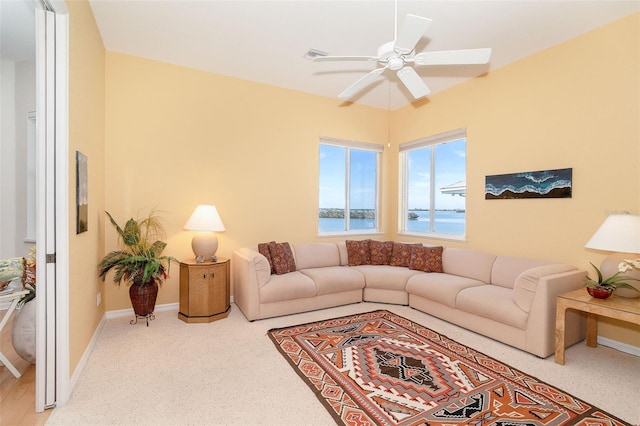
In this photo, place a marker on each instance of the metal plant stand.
(148, 317)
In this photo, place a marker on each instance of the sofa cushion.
(506, 269)
(468, 263)
(316, 255)
(282, 257)
(492, 302)
(294, 285)
(358, 252)
(401, 254)
(385, 276)
(441, 288)
(426, 259)
(334, 279)
(381, 252)
(527, 282)
(263, 249)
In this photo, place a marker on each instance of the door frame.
(52, 316)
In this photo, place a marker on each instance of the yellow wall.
(574, 105)
(178, 137)
(175, 137)
(86, 134)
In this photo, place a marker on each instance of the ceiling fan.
(398, 55)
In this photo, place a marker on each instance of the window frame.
(378, 149)
(404, 148)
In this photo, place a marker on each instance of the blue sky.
(450, 165)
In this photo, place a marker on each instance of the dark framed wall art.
(539, 184)
(82, 196)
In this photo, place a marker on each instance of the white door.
(52, 342)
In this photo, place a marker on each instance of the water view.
(445, 221)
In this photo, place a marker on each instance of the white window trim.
(344, 143)
(444, 137)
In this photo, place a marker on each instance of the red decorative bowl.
(600, 292)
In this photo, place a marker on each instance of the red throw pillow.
(263, 248)
(401, 254)
(427, 259)
(358, 252)
(381, 252)
(282, 258)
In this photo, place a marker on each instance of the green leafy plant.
(614, 281)
(140, 258)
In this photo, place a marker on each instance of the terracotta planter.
(23, 332)
(143, 298)
(600, 292)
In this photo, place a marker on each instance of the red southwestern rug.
(378, 368)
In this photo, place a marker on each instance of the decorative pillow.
(427, 259)
(263, 248)
(358, 252)
(401, 254)
(381, 252)
(282, 258)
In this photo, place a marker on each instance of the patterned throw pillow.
(427, 259)
(381, 252)
(263, 248)
(282, 258)
(401, 254)
(358, 252)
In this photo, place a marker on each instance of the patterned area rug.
(379, 368)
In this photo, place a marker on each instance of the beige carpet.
(228, 372)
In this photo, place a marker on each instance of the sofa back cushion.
(358, 252)
(506, 269)
(468, 263)
(316, 255)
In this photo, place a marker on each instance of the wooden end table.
(204, 290)
(621, 308)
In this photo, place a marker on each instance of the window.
(348, 195)
(433, 178)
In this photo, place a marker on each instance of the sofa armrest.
(542, 315)
(251, 270)
(526, 284)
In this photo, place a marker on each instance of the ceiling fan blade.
(361, 83)
(413, 82)
(454, 57)
(410, 33)
(344, 58)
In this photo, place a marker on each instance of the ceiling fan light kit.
(398, 55)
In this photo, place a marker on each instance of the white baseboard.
(622, 347)
(86, 354)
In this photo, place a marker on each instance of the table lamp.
(619, 233)
(206, 221)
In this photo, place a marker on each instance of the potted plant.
(603, 288)
(139, 261)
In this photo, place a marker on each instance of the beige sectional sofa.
(509, 299)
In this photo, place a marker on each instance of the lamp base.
(204, 246)
(609, 267)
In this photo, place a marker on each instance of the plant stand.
(148, 317)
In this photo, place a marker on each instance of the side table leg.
(560, 320)
(592, 330)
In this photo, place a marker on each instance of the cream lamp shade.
(206, 221)
(619, 233)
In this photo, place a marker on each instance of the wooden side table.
(204, 290)
(621, 308)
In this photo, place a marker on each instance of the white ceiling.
(17, 30)
(265, 40)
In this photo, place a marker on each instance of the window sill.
(349, 233)
(434, 236)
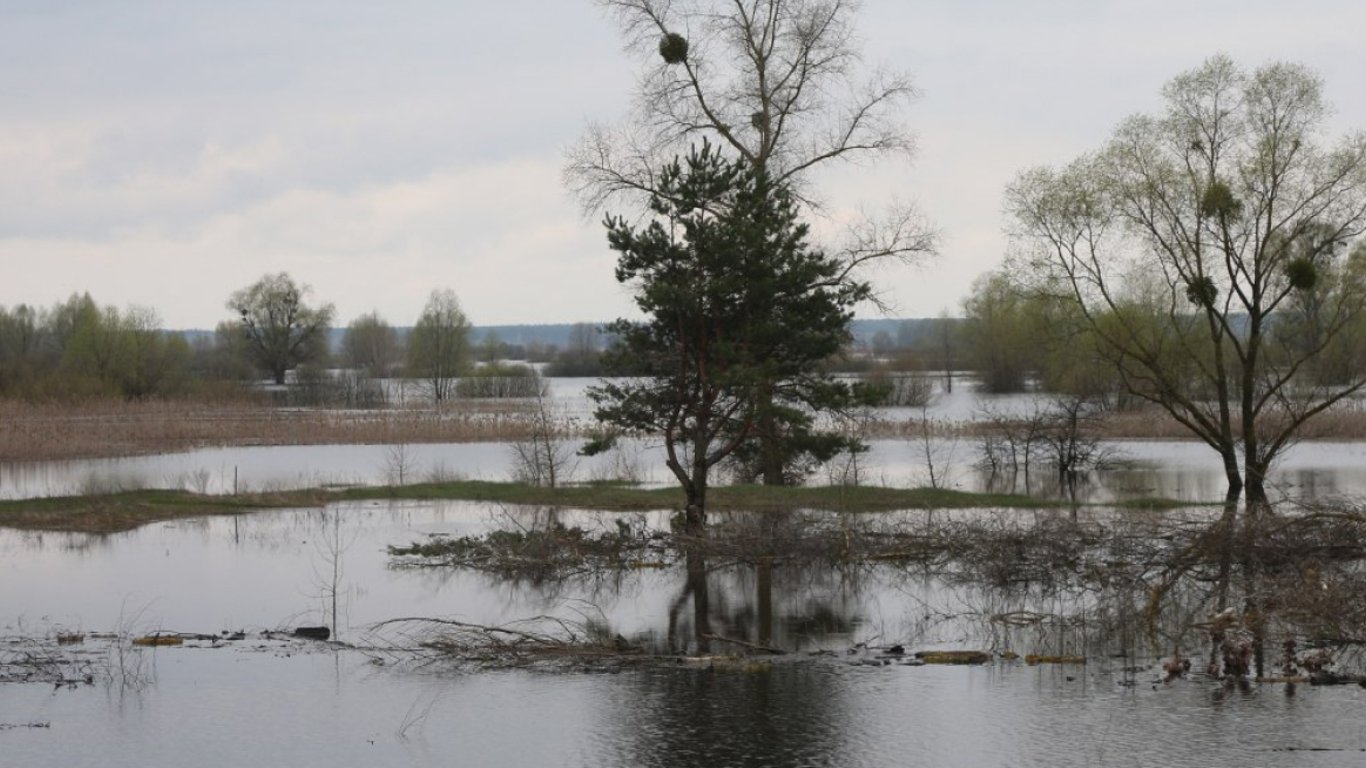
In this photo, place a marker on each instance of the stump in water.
(313, 633)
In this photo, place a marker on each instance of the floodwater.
(276, 703)
(1176, 469)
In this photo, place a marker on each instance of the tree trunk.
(701, 603)
(771, 447)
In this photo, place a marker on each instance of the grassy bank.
(133, 509)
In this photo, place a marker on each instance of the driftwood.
(746, 644)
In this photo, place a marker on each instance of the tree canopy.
(280, 330)
(1197, 238)
(736, 305)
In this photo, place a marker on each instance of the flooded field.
(839, 694)
(473, 633)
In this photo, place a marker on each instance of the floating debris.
(1042, 659)
(159, 640)
(954, 656)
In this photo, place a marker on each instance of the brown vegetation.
(119, 428)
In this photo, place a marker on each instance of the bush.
(502, 380)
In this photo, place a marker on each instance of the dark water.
(276, 703)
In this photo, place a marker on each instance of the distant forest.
(903, 332)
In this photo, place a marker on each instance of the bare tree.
(372, 345)
(1193, 234)
(779, 84)
(439, 346)
(280, 330)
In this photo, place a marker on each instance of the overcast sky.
(168, 152)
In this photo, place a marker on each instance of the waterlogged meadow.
(1078, 633)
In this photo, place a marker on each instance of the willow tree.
(1193, 235)
(777, 84)
(280, 330)
(439, 345)
(735, 302)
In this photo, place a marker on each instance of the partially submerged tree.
(736, 304)
(777, 84)
(280, 330)
(1193, 234)
(439, 346)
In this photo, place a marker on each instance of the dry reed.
(116, 428)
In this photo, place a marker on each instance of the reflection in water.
(1126, 589)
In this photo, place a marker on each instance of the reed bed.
(115, 428)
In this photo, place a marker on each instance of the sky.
(165, 153)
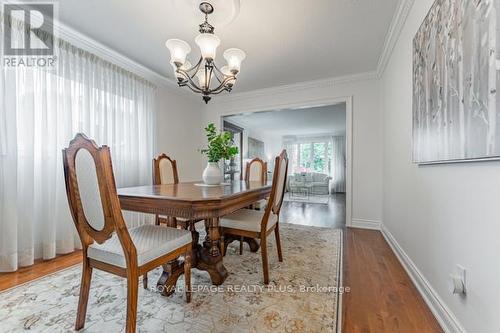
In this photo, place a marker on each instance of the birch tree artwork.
(455, 76)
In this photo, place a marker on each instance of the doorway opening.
(316, 139)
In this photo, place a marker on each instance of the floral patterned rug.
(302, 296)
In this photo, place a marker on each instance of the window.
(311, 157)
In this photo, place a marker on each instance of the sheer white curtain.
(338, 163)
(40, 112)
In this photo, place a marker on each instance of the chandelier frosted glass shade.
(205, 77)
(179, 50)
(185, 66)
(234, 57)
(208, 44)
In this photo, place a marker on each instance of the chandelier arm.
(218, 73)
(196, 67)
(194, 89)
(209, 81)
(223, 75)
(190, 83)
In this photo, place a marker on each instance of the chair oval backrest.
(164, 170)
(256, 170)
(91, 190)
(88, 187)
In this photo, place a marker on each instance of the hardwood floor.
(382, 297)
(39, 269)
(331, 215)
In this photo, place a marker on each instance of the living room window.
(312, 157)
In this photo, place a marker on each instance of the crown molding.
(297, 87)
(89, 44)
(82, 41)
(397, 24)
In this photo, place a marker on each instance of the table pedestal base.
(252, 242)
(212, 264)
(205, 258)
(168, 280)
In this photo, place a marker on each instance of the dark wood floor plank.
(382, 297)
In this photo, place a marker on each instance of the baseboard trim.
(449, 323)
(365, 224)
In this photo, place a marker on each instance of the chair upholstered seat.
(247, 219)
(261, 204)
(151, 242)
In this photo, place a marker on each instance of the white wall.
(367, 151)
(441, 215)
(179, 130)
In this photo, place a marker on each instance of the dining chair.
(260, 224)
(165, 172)
(107, 243)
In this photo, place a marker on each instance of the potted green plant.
(220, 146)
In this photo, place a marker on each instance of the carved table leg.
(252, 242)
(171, 270)
(209, 257)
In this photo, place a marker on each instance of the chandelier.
(211, 79)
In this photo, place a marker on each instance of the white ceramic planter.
(212, 174)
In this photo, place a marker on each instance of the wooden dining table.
(196, 201)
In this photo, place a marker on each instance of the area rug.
(313, 198)
(303, 295)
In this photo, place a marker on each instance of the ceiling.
(286, 41)
(300, 122)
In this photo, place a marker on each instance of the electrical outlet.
(458, 281)
(461, 272)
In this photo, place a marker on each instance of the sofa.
(318, 182)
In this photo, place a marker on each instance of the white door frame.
(310, 104)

##########

> **To do**: Apart from the images, the entries above must be returned without alteration.

> **Result below**:
In this photo, place a marker on each instance of the metal plant stand.
(148, 317)
In this photo, place a marker on each instance of the sofa cushion.
(506, 269)
(468, 263)
(316, 255)
(282, 257)
(492, 302)
(294, 285)
(358, 252)
(401, 254)
(385, 276)
(441, 288)
(426, 259)
(334, 279)
(381, 252)
(527, 282)
(263, 249)
In this photo, place a marker on each instance of the door frame.
(52, 316)
In this photo, place a marker on each instance of the yellow wall.
(574, 105)
(178, 137)
(175, 137)
(86, 134)
In this photo, place a marker on each instance of the ceiling fan.
(398, 55)
In this photo, place a marker on each instance of the window frame.
(378, 149)
(404, 148)
In this photo, place a marker on each instance of the blue sky.
(450, 165)
In this photo, place a marker on each instance of the dark framed wall art.
(539, 184)
(82, 196)
In this photo, place a marker on each instance of the white door.
(52, 342)
In this photo, place a marker on each instance of the water view.
(445, 221)
In this photo, place a marker on each instance of the white window trim.
(344, 143)
(444, 137)
In this photo, place a marker on each instance of the red decorative bowl.
(600, 292)
In this photo, place a marker on each instance of the red throw pillow.
(263, 248)
(401, 254)
(427, 259)
(358, 252)
(381, 252)
(282, 258)
In this photo, place a marker on each instance of the green leafy plant.
(614, 281)
(140, 258)
In this photo, place a marker on each instance of the terracotta planter.
(23, 332)
(143, 298)
(600, 292)
In this photo, place a marker on each instance of the red southwestern rug.
(378, 368)
In this photo, place a marker on each instance of the decorative pillow.
(427, 259)
(263, 248)
(358, 252)
(401, 254)
(381, 252)
(282, 258)
In this photo, place a marker on each instance of the patterned throw pillow.
(427, 259)
(381, 252)
(263, 248)
(282, 258)
(401, 254)
(358, 252)
In this photo, place a marker on each instance of the patterned area rug.
(379, 368)
In this photo, place a marker on each instance of the beige carpet.
(228, 372)
In this photo, place a marker on each instance of the sofa back cushion.
(358, 252)
(506, 269)
(468, 263)
(316, 255)
In this photo, place a marker on each instance of the wooden end table.
(204, 290)
(621, 308)
In this photo, place a marker on each instance of the window.
(348, 195)
(433, 178)
In this photo, place a marker on each instance of the sofa armrest.
(542, 315)
(251, 270)
(526, 284)
In this photo, place a marker on each instance of the ceiling fan blade.
(361, 83)
(413, 82)
(454, 57)
(410, 33)
(344, 58)
In this photo, place a marker on each instance of the ceiling fan light kit.
(398, 55)
In this photo, place a marker on each instance of the white baseboard.
(622, 347)
(86, 354)
In this photo, place a marker on each instance of the table lamp.
(619, 233)
(206, 221)
In this photo, place a marker on each instance of the potted plant.
(603, 288)
(139, 261)
In this photo, place a marker on each instance of the beige sectional sofa.
(509, 299)
In this photo, place a marker on each instance of the lamp base.
(204, 246)
(609, 267)
In this photo, place a marker on each instance of the plant stand.
(148, 317)
In this photo, place a marker on each instance of the side table leg.
(560, 320)
(592, 330)
In this photo, place a marker on each instance of the cream lamp shade.
(206, 221)
(619, 233)
In this photo, place a marker on each instance of the wooden side table.
(204, 290)
(621, 308)
In this photo, place a marker on each instance of the white ceiling.
(17, 30)
(265, 40)
In this photo, place a marker on each instance of the window sill.
(349, 233)
(434, 236)
In this photo, place a marker on each instance of the stump in water.
(313, 633)
In this photo, place a marker on each instance of the floodwater.
(276, 703)
(1176, 469)
In this photo, place a marker on each instance of the tree trunk.
(701, 603)
(771, 447)
In this photo, place a marker on each instance of the grassy bank.
(133, 509)
In this photo, place a marker on each instance of the driftwood.
(746, 644)
In this photo, place a marker on each instance of the tree canopy.
(280, 330)
(1197, 238)
(736, 305)
In this photo, place a marker on each instance of the flooded field.
(839, 694)
(473, 633)
In this photo, place a marker on each instance of the floating debris.
(1042, 659)
(159, 640)
(954, 656)
In this photo, place a marker on each instance of the brown vegetation.
(119, 428)
In this photo, place a marker on each instance of the bush.
(502, 380)
In this photo, place a marker on each instance of the dark water.
(276, 703)
In this photo, place a marker on each instance of the distant forest.
(903, 332)
In this photo, place a marker on each instance of the bare tree.
(372, 345)
(1193, 234)
(779, 84)
(439, 346)
(280, 330)
In this photo, place a marker on each instance of the overcast sky.
(168, 152)
In this photo, place a marker on each instance of the waterlogged meadow.
(1078, 633)
In this photo, place a marker on each instance of the willow tree.
(1193, 235)
(777, 84)
(280, 330)
(439, 345)
(735, 302)
In this photo, place a marker on each instance of the partially submerged tree.
(736, 304)
(777, 84)
(280, 330)
(1193, 234)
(439, 346)
In this photo, place a marker on each instance of the dry reed.
(116, 428)
In this photo, place a marker on each instance of the reflection in water.
(1126, 589)
In this photo, place a marker on each instance of the reed bed.
(115, 428)
In this photo, place a marker on each instance of the sky.
(165, 153)
In this photo, place a marker on each instance of the birch tree artwork.
(455, 76)
In this photo, place a marker on each instance of the doorway opening.
(316, 139)
In this photo, place a marker on each instance of the floral patterned rug.
(302, 296)
In this photo, place a marker on each instance of the window.
(311, 157)
In this photo, place a marker on each instance of the sheer white curtain.
(338, 163)
(40, 112)
In this photo, place a marker on each instance of the chandelier frosted glass shade.
(205, 77)
(179, 50)
(185, 66)
(234, 57)
(208, 44)
In this photo, place a marker on each instance of the chandelier arm.
(218, 73)
(196, 67)
(194, 89)
(209, 81)
(223, 75)
(190, 83)
In this photo, place a marker on each instance of the chair oval backrest.
(164, 170)
(256, 170)
(91, 190)
(88, 187)
In this photo, place a marker on each instance of the hardwood floor.
(382, 297)
(39, 269)
(331, 215)
In this photo, place a marker on each instance of the living room window.
(312, 157)
In this photo, place a marker on each instance of the crown molding.
(297, 87)
(89, 44)
(82, 41)
(397, 24)
In this photo, place a marker on each instance of the table pedestal base.
(252, 242)
(212, 264)
(205, 258)
(168, 280)
In this photo, place a marker on each instance of the dark wood floor plank.
(382, 297)
In this photo, place a marker on each instance of the baseboard trim.
(449, 323)
(365, 224)
In this photo, place a marker on each instance of the chair upholstered seat.
(247, 219)
(261, 204)
(151, 242)
In this photo, place a marker on each instance of the white wall.
(367, 151)
(441, 215)
(179, 130)
In this photo, place a marker on each instance of the dining chair.
(260, 224)
(165, 172)
(107, 243)
In this photo, place a marker on each instance of the potted green plant.
(220, 146)
In this photo, place a marker on each instance of the carved table leg.
(252, 242)
(171, 270)
(209, 257)
In this photo, place a marker on each instance of the chandelier.
(211, 79)
In this photo, place a marker on each instance of the white ceramic planter.
(212, 174)
In this photo, place a marker on each instance of the wooden dining table.
(196, 201)
In this photo, place a marker on each instance of the area rug.
(313, 198)
(303, 295)
In this photo, place a marker on each instance of the ceiling.
(286, 41)
(300, 122)
In this photo, place a marker on each instance of the electrical outlet.
(458, 281)
(461, 272)
In this photo, place a marker on each instance of the sofa.
(318, 182)
In this photo, place a marker on each instance of the white door frame.
(310, 104)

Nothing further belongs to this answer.